**Exercise instructions**:
Go to the line containing "Query: hair bun" and return it and each line after it exactly, through the end of the data below, and nothing more.

************

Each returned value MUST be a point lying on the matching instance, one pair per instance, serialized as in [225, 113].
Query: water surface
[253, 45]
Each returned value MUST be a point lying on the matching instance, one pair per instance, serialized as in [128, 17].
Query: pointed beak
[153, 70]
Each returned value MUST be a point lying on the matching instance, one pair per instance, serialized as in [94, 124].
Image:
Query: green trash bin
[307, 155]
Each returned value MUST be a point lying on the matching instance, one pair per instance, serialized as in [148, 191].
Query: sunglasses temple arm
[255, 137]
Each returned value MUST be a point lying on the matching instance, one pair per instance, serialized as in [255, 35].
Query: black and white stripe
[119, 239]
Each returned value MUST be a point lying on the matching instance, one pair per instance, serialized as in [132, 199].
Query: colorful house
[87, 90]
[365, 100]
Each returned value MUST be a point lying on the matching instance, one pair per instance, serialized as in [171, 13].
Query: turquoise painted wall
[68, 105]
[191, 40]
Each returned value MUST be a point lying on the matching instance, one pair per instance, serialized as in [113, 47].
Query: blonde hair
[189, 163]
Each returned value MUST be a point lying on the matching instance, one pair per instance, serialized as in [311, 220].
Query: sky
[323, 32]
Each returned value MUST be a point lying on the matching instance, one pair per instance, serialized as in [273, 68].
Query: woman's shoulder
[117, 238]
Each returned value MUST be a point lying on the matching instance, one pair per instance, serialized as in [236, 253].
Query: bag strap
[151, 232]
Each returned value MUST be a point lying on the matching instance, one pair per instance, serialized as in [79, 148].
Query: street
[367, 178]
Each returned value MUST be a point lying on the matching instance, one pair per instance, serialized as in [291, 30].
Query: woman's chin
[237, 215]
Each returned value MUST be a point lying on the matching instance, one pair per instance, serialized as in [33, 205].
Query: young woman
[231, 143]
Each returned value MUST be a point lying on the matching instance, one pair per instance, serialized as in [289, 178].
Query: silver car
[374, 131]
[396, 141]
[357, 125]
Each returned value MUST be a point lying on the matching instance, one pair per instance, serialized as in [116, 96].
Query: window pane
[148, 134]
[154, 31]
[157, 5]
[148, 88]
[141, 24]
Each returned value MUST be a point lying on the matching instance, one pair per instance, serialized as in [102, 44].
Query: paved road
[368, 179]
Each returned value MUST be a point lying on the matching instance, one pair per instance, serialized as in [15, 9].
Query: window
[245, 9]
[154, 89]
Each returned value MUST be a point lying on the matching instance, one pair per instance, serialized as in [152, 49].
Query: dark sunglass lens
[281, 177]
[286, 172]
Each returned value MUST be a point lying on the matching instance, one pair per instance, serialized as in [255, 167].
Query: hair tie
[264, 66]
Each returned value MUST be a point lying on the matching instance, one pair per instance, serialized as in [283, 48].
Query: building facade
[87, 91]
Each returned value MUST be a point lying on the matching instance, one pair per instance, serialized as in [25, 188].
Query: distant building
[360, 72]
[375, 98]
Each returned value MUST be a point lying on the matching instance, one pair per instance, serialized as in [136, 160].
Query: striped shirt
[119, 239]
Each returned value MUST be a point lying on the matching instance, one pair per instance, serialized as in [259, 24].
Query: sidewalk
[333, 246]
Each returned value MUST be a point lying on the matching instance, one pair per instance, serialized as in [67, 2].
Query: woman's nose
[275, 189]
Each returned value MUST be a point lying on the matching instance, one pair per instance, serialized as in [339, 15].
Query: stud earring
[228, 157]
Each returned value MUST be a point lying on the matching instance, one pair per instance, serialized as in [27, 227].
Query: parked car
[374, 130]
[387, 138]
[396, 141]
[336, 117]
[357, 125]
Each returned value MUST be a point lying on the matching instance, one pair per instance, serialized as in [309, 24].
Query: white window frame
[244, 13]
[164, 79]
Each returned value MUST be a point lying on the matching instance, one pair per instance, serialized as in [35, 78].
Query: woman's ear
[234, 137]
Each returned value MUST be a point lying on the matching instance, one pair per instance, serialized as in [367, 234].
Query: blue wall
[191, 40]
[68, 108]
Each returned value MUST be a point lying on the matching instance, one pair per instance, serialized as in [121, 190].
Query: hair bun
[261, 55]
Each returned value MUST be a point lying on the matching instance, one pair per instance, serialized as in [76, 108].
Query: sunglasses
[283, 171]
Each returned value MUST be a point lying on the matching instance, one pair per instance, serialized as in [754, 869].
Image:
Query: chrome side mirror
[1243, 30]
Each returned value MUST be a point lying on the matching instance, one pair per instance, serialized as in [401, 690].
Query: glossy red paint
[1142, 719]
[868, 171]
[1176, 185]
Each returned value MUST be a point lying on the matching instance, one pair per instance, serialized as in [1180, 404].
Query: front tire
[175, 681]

************

**Written response**:
Query: hair bun
[261, 55]
Each returned value MUST be a point lying on the matching instance, one pair per instance, serialized as in [76, 108].
Query: sunglasses
[283, 171]
Each returned value MUST be a point lying on the matching instance, one pair per instance, serialized as in [754, 869].
Image:
Query: chrome side mirror
[1243, 30]
Each returned value MUST be a point lying on the matching instance, one pair per instance, serialized as in [401, 690].
Query: glossy red paint
[1142, 719]
[868, 171]
[1176, 185]
Each returned value MUST be a point lying on the matching instance, one pair per instance, serialized as in [1180, 404].
Query: front tire
[175, 681]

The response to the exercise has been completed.